**EXERCISE AIM:**
How many lines in the records below contain "mouth"? Reply with the number only.
Start of MATERIALS PROVIDED
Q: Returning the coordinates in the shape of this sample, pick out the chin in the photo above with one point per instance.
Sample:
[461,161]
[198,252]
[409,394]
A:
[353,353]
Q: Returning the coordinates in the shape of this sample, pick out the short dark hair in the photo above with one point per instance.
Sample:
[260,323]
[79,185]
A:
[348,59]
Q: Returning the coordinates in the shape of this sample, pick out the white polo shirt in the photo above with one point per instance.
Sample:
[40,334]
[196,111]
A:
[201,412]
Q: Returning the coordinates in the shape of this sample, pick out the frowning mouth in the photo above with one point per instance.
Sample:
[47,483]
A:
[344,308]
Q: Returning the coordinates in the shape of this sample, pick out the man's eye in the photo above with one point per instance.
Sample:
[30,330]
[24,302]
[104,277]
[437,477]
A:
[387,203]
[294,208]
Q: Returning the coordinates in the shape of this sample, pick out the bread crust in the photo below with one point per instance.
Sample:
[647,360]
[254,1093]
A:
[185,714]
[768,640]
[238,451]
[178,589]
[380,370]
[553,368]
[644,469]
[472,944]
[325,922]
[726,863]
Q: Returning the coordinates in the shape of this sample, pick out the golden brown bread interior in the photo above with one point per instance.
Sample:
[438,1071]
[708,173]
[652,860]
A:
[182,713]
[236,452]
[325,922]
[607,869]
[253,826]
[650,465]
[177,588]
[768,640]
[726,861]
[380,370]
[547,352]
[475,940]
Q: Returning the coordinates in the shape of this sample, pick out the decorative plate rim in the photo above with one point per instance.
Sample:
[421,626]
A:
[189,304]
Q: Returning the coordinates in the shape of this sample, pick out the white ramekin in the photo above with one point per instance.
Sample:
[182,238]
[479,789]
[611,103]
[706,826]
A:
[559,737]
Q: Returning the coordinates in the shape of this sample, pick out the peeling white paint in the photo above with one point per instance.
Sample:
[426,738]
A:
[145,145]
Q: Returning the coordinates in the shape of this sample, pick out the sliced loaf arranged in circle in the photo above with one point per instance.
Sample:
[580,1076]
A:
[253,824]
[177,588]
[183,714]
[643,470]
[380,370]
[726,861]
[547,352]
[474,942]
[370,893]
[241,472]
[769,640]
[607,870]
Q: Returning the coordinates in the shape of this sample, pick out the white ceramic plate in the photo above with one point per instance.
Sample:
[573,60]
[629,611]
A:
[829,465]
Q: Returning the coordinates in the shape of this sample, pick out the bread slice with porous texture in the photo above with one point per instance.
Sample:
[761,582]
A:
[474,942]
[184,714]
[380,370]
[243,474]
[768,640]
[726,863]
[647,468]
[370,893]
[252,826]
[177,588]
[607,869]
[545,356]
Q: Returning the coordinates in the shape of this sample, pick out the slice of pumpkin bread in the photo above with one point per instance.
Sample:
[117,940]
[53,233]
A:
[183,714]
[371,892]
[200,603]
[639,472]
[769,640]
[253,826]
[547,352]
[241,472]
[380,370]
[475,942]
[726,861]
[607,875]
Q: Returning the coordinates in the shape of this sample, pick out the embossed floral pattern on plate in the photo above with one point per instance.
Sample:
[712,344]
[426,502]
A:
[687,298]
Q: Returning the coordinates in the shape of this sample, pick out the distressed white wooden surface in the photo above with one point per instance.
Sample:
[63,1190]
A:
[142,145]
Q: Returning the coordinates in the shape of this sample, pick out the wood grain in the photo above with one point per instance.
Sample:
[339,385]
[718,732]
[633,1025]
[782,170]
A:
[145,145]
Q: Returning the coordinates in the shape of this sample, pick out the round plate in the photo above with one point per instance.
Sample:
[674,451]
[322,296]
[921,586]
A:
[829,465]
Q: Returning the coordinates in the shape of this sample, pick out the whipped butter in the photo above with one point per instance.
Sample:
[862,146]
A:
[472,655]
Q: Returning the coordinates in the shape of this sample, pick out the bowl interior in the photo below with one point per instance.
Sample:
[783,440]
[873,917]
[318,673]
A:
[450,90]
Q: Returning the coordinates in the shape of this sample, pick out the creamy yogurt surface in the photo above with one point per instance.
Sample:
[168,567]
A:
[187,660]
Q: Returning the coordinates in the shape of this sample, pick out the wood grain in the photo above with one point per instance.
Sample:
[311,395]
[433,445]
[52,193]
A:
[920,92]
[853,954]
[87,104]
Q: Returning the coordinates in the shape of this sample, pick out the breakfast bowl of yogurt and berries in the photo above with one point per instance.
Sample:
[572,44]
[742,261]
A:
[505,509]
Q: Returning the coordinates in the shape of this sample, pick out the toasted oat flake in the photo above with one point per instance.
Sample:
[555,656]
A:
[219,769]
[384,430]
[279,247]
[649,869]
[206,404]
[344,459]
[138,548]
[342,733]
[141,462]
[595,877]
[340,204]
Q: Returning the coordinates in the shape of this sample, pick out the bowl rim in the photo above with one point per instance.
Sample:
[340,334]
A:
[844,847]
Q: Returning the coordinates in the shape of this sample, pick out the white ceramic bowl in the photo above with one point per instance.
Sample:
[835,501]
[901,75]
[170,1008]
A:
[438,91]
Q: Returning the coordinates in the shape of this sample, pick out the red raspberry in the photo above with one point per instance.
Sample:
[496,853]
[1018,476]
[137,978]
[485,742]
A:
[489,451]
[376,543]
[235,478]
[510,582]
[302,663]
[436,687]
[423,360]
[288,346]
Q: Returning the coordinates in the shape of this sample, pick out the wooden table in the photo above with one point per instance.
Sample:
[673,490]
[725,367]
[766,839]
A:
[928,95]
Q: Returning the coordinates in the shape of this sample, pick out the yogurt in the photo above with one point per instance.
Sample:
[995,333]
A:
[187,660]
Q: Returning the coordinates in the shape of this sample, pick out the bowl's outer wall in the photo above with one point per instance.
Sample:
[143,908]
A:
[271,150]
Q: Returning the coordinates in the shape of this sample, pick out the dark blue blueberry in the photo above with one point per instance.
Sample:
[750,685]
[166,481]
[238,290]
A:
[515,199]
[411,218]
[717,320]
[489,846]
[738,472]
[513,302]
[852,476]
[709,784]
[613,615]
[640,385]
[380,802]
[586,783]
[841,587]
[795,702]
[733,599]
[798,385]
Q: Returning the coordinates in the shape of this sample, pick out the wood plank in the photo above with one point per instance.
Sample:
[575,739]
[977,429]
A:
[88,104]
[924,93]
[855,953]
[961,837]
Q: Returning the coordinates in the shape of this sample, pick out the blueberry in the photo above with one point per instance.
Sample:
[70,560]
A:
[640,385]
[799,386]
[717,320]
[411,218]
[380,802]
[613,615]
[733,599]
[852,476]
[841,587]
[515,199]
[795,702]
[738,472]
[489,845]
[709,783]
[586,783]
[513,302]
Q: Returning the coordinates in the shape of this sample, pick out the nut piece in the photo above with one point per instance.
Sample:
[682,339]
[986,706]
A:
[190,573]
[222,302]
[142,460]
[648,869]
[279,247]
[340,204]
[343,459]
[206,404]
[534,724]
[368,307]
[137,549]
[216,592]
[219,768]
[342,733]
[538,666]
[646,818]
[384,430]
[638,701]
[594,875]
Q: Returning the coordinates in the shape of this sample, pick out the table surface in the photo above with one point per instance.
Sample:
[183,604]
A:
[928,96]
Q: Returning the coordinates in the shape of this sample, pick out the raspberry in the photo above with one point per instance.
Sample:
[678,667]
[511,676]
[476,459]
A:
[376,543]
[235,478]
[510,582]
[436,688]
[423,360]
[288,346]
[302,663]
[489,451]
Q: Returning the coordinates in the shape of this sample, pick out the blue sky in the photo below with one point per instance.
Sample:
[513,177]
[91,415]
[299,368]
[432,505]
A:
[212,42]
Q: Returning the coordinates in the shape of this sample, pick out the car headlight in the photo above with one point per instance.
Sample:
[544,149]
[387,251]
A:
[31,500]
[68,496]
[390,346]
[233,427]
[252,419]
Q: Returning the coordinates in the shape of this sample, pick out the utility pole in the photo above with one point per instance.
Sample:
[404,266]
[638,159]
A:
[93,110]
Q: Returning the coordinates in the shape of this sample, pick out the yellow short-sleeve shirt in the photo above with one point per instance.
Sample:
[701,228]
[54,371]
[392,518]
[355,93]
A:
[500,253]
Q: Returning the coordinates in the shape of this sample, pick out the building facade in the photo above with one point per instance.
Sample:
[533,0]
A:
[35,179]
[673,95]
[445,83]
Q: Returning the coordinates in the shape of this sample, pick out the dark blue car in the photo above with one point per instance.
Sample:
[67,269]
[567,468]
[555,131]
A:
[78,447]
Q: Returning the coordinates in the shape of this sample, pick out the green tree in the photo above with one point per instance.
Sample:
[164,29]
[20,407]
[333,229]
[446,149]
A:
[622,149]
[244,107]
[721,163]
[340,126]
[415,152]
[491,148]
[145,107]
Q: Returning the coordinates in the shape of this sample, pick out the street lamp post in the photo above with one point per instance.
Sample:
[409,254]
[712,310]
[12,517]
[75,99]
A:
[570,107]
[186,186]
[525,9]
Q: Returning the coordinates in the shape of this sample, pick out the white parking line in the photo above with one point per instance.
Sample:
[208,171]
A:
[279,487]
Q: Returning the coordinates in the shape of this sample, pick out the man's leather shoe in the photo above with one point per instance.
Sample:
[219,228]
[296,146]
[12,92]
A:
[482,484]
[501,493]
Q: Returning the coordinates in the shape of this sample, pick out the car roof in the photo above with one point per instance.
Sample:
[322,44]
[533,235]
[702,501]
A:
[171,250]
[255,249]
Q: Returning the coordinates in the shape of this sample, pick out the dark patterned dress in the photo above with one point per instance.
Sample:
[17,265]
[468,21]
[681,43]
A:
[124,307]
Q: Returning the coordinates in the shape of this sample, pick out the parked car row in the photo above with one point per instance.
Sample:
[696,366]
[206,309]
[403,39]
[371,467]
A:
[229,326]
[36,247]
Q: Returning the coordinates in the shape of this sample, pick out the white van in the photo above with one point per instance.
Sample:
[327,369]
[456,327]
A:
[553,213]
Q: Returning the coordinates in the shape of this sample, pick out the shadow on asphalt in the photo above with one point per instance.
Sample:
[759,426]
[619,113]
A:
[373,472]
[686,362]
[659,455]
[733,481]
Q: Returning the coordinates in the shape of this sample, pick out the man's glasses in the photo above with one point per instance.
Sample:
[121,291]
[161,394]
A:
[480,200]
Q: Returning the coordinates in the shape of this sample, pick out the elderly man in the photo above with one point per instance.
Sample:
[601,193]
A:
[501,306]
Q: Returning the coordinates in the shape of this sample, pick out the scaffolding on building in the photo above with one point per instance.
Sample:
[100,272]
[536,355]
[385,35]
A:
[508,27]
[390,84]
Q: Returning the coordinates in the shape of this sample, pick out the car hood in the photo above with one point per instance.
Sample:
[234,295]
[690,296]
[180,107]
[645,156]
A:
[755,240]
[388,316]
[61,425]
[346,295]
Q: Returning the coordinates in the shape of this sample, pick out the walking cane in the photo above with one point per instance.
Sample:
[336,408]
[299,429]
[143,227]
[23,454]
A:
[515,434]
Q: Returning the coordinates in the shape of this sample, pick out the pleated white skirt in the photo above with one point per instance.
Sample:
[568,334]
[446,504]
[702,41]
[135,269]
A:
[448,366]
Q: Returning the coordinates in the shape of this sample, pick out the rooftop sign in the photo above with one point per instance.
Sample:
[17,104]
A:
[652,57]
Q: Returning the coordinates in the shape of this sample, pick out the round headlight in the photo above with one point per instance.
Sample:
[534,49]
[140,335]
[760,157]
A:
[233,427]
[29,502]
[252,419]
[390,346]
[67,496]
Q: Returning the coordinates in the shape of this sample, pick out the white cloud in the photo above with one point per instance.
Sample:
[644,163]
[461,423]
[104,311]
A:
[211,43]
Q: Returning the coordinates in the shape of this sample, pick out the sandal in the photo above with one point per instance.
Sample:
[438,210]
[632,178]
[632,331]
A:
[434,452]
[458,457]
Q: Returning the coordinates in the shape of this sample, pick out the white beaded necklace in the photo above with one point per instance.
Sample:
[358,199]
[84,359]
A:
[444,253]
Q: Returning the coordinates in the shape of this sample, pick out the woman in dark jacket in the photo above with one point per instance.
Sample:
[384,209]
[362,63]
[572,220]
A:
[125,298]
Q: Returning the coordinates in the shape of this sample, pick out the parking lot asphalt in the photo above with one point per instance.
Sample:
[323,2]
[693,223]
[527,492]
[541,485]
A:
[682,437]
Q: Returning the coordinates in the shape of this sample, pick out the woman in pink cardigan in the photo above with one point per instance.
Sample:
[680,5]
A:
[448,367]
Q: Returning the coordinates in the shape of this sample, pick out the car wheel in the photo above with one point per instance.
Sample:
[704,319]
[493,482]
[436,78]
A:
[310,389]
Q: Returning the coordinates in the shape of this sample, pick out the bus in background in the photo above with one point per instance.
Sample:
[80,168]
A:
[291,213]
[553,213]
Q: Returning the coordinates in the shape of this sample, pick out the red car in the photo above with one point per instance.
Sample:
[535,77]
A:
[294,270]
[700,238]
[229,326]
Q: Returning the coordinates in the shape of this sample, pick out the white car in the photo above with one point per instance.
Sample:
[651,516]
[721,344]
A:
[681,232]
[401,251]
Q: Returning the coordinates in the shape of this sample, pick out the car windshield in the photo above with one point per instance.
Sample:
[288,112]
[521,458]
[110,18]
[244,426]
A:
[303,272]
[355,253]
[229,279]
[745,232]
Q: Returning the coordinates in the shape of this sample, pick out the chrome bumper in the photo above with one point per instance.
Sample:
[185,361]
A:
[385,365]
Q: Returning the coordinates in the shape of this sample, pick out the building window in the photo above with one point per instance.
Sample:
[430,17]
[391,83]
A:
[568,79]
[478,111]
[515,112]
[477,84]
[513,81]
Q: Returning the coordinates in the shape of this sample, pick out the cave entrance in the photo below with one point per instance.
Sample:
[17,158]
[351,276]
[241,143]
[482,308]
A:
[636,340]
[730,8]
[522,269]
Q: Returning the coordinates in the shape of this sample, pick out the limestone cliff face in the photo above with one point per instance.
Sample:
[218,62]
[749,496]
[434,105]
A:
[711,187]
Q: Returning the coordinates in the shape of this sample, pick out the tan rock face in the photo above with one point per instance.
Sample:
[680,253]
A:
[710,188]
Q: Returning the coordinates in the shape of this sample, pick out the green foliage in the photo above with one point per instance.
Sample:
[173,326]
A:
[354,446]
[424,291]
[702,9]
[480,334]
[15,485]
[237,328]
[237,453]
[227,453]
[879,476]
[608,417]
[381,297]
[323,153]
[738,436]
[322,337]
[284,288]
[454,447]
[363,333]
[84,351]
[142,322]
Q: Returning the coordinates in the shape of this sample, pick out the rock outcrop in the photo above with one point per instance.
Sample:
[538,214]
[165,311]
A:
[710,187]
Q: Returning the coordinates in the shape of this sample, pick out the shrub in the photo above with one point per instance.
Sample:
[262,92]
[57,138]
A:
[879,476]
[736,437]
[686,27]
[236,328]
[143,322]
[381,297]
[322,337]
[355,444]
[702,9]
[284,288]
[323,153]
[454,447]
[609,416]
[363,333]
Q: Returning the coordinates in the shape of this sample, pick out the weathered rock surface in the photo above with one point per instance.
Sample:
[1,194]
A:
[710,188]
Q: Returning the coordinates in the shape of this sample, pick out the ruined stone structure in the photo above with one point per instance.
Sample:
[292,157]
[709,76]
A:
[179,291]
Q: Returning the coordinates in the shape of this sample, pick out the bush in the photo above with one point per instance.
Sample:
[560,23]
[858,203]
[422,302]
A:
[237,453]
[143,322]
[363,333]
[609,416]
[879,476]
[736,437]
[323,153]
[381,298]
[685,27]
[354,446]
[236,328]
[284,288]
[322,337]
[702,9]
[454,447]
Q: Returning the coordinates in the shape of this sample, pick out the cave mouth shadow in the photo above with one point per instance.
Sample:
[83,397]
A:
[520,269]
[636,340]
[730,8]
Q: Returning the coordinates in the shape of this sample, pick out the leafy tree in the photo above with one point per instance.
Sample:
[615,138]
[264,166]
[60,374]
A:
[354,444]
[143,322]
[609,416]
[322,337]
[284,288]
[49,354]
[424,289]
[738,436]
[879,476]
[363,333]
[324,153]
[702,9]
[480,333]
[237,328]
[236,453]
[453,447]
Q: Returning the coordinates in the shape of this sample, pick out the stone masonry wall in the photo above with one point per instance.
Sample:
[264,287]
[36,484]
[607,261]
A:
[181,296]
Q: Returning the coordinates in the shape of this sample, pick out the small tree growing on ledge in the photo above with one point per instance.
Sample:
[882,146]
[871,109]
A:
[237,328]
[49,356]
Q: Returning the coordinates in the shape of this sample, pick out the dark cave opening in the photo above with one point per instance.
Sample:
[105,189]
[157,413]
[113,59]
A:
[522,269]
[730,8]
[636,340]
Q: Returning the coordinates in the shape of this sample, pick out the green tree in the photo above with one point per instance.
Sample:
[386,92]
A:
End of MATERIALS PROVIDED
**WRITTEN SOLUTION:**
2